Task material —
================

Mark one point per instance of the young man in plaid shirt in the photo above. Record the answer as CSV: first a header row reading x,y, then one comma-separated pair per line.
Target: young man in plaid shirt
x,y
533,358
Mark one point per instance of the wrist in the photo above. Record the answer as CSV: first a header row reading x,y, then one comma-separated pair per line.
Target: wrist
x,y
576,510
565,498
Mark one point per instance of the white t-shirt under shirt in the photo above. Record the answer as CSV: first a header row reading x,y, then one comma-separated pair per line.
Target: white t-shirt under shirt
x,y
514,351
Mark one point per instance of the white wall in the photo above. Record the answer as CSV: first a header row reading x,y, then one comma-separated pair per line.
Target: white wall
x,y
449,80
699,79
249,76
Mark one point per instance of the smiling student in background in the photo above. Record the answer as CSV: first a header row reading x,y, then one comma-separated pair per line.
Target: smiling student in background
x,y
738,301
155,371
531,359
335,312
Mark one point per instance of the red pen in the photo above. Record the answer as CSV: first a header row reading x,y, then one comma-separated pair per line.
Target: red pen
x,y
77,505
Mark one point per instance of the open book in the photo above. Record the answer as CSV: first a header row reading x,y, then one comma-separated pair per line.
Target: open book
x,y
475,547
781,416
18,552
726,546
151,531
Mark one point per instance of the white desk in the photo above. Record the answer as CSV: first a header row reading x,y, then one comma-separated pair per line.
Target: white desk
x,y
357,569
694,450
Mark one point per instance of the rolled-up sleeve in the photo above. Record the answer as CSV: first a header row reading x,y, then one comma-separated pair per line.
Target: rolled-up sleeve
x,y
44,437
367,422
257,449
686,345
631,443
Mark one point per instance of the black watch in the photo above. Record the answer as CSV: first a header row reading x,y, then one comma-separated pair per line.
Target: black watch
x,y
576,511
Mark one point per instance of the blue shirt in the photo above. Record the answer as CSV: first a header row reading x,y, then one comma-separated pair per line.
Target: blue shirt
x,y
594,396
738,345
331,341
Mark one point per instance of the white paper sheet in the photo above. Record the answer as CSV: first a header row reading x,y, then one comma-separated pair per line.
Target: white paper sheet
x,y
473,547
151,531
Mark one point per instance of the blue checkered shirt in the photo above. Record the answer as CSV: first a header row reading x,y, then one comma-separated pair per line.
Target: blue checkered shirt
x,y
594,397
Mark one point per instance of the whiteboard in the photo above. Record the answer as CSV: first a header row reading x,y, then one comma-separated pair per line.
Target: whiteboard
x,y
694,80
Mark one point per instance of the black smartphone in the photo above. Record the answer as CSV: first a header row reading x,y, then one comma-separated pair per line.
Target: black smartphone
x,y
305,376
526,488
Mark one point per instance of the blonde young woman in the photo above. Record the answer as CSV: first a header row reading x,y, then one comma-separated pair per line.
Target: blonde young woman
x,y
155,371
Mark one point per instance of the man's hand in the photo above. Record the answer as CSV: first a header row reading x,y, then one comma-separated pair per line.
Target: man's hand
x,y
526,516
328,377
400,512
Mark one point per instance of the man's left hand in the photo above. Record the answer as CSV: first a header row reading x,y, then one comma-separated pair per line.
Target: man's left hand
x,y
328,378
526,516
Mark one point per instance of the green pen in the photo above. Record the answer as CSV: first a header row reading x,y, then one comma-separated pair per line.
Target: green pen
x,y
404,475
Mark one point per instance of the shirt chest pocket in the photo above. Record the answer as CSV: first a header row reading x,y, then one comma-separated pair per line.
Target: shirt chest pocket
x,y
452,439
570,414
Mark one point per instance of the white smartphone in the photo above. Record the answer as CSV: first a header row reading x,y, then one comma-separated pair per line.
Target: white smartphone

================

Would you write down every record again, exactly?

Answer below —
Mark one point per instance of the young man in plaid shirt in the photo above. Record the answer as CSV: first a header row reading x,y, then one comma-separated pair per line.
Target: young man in plaid shirt
x,y
533,358
Mark one point per instance of the wrist in the photo above. Record the answer as CSV: first a header row reading x,y, then one comma-separated pair per line.
Target: wrist
x,y
576,510
565,498
Mark one point per instance of the white t-shirt under shirt in the photo above. Record the answer as CSV: first a header row reading x,y, then one comma-separated pair per line.
Target: white t-shirt under shirt
x,y
514,351
Mark one point per instance of the white wall in the photo above. Record the answer as CSV: first a header row reading x,y, then one comma-separated pair per line.
Target: white wall
x,y
449,80
699,79
249,76
Mark one point per instance of the smiling student in background in the photo above. Record the answer as CSV: first a header row reading x,y, then one comma-separated pair per line.
Target: smiling student in background
x,y
738,301
155,371
531,359
335,312
Mark one point per instance of the red pen in the photo above. Record the answer as CSV: first a header row reading x,y, then one comma-separated pair per line.
Target: red pen
x,y
77,505
Mark one point per instance of the open book in the photo above. Record the answer as CSV: first a header row reading x,y, then one comma-separated pair per line.
Target: open book
x,y
475,547
781,416
18,552
726,546
151,531
Mark one point per instance of the white desk in the photo above. Record the answer as CSV: first a header row reading x,y, then one comma-separated pair per line.
Target: white desk
x,y
357,569
694,450
Mark one point per instance of the rolled-up sleeve in the photo above. Record the answer as CSV: first a header row reading x,y, then one comma-separated pair per line.
Target: rolled-up sleeve
x,y
44,437
367,422
257,449
686,345
631,443
Mark one point per instance of the black watch in the photo above. Record the answer as CSV: first a header row reading x,y, then one comma-separated pair per line.
Target: black watch
x,y
576,511
Mark one point per instance of the blue shirt in the photo above. Record the answer as CSV: first a header row reading x,y, then one comma-separated pair per line.
Target: blue shirt
x,y
594,396
738,345
331,341
Mark one point per instance of the white paper sheet in the photo above. Record the answer as CSV: first a header row reading x,y, then one comma-separated pair per line.
Target: white paper sheet
x,y
473,547
151,531
Mark one point per instance of the blue checkered shirt in the photo above. Record the answer as CSV: first a header row reading x,y, then one comma-separated pair per line.
Target: blue checkered shirt
x,y
594,397
Mark one point per instance of the whiteboard in the photo above. Record the answer as CSV: first a header row reading x,y, then one comma-separated pair per line.
Target: whiteboard
x,y
694,80
Mark one point per instance of the black smartphone in the photo above. Record the answer as CSV: first a header row reading x,y, then one comma-separated pair per line.
Target: black smartphone
x,y
305,376
526,488
Mark one point per instance of the blonde young woman in the photo above. Record the answer as CSV: first a header row reading x,y, then one comma-separated pair per line.
Target: blonde young woman
x,y
155,371
Mark one point per instance of the man's hand in the photo above. Record the answer as CSV: first a header row reading x,y, then one comma-separated pair per line.
Target: man's hand
x,y
526,516
328,377
400,512
Mark one point per instance of the man's left hand in the photo above. Record the answer as CSV: first a header row reading x,y, then one comma-separated pair per line.
Target: man's left hand
x,y
328,378
526,516
Mark one point per instance of the green pen in the photo above. Record the answer as CSV: first a header row reading x,y, then one comma-separated pair per line.
Target: green pen
x,y
404,475
Mark one point per instance of the shirt chest pocket in the photo above. Record the answer as CSV: first a header row reading x,y, then one comma-separated pair per line.
Target: shirt chest pocket
x,y
452,439
570,414
Mark one point per instance of the white smartphone in the photo above. Record the answer as CSV: first a header row reading x,y, then one comma-separated pair per line.
Target: white smartphone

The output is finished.